СТАТЬЯ →
_____

Почему гибнет Аргентина? НеВавилонская библиотека

Валерия Олюнина
Посвящается Александру Дюрису


В связи со стремительным разрушением Аргентины снова подумала о художественном методе Борхеса. Он был парадоксален в своей попытке синтезировать рациональный способ мышления и магический. Наверное, лучше сказать, это была система взаимоисключающих методов. Мировоззрение Борхеса не было цельным. Там был явный шов, и он не мог рассосаться. Но мог погубить мировоззрение аргентинцев.
Было бы несправедливо обвинять Борхеса, ставшего для Аргентины тем же, кем и Лев Толстой с романом «Воскресение» для русского народа. То есть отражающим противоречие не только своего времени, но и самой аргентинской реальности.

С одной стороны, Борхес использовал магический реализм для того, чтобы оживить миф, дух предков, сражавшихся за независимость страны. А с другой стороны, брал рациональный инструментарий и создавал умозрительные миры, работая в жанре эссе-фикция или используя средневековый опыт интерполяции, а это и есть один из главных методов разрушения знания (оригинала) и черта постмодернизма.

Как сказал один поэт: «Достаточно поменять одну черту, чтобы ландшафт перестал быть узнаваем». Это и произошло в новом искусстве. Этим пользовались и ФЭКСы, когда брали те же элементы, что и в реалистическом искусстве, но при этом собирали их в новой логике абсурда.

Поначалу я не понимала, о чем Борхес же пишет в рассказе «Книга Песка». Я даже написала свое продолжение «Книга Песка. Эпизод II», но оно ошибочно. Хотя весьма занимательно: мужчина, приобретя у книгоноши Книгу Песка, меняет ее на молчание. На весах была либо избыточность слов, либо абсолютная тишина. Чтобы спастись, он выбрал второе. Я сделала упор только на теме бесконечности, которая изводит человека, ведет его к гибели, перегружая его. Почему он гибнет, я так до конца и не поняла, хотя мысль лежала на поверхности. Борхес же пишет о том, что всякая копия уже уничтожает оригинал. То есть герой Борхеса гибнет не потому что втянут в бесконечность, а потому что лишается опоры и ориентиров.

_____

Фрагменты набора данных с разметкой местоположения
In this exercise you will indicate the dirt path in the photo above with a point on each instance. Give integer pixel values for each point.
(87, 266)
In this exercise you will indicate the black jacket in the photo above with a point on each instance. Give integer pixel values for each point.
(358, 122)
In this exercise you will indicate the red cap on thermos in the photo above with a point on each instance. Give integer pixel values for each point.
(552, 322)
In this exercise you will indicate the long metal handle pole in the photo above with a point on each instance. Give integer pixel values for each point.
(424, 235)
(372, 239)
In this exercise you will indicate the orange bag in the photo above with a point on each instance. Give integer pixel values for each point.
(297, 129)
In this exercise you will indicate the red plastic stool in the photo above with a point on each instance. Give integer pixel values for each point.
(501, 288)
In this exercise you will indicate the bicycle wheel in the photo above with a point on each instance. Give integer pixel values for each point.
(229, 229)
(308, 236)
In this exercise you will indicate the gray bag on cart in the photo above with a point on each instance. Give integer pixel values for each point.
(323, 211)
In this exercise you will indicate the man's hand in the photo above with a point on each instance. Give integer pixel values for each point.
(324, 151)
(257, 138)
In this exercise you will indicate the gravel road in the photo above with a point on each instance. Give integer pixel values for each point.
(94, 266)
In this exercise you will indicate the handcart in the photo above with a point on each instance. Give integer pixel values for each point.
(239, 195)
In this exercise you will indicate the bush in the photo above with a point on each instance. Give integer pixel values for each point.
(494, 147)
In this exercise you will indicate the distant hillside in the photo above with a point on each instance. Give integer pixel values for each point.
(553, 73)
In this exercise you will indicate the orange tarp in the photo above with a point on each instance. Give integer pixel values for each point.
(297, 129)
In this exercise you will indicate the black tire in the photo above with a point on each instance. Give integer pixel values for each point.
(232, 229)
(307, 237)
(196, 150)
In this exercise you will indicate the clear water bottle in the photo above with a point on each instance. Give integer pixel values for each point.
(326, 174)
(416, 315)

_____

ЗАДАНИЯ →
• a. Перепишите из статьи без изменений отрывок от слов «С одной стороны, Борхес» до слов «новой логике абсурда.» включительно.
• b. В каких строках записей встречается слово «orange» с учетом регистра? Выпишите каждую такую строку целиком.

СПИСОК ОТВЕТОВ →
• a.
С одной стороны, Борхес использовал магический реализм для того, чтобы оживить миф, дух предков, сражавшихся за независимость страны. А с другой стороны, брал рациональный инструментарий и создавал умозрительные миры, работая в жанре эссе-фикция или используя средневековый опыт интерполяции, а это и есть один из главных методов разрушения знания (оригинала) и черта постмодернизма.

Как сказал один поэт: «Достаточно поменять одну черту, чтобы ландшафт перестал быть узнаваем». Это и произошло в новом искусстве. Этим пользовались и ФЭКСы, когда брали те же элементы, что и в реалистическом искусстве, но при этом собирали их в новой логике абсурда.

• b.
In this exercise you will indicate the orange bag in the photo above with a point on each instance. Give integer pixel values for each point.
In this exercise you will indicate the orange tarp in the photo above with a point on each instance. Give integer pixel values for each point.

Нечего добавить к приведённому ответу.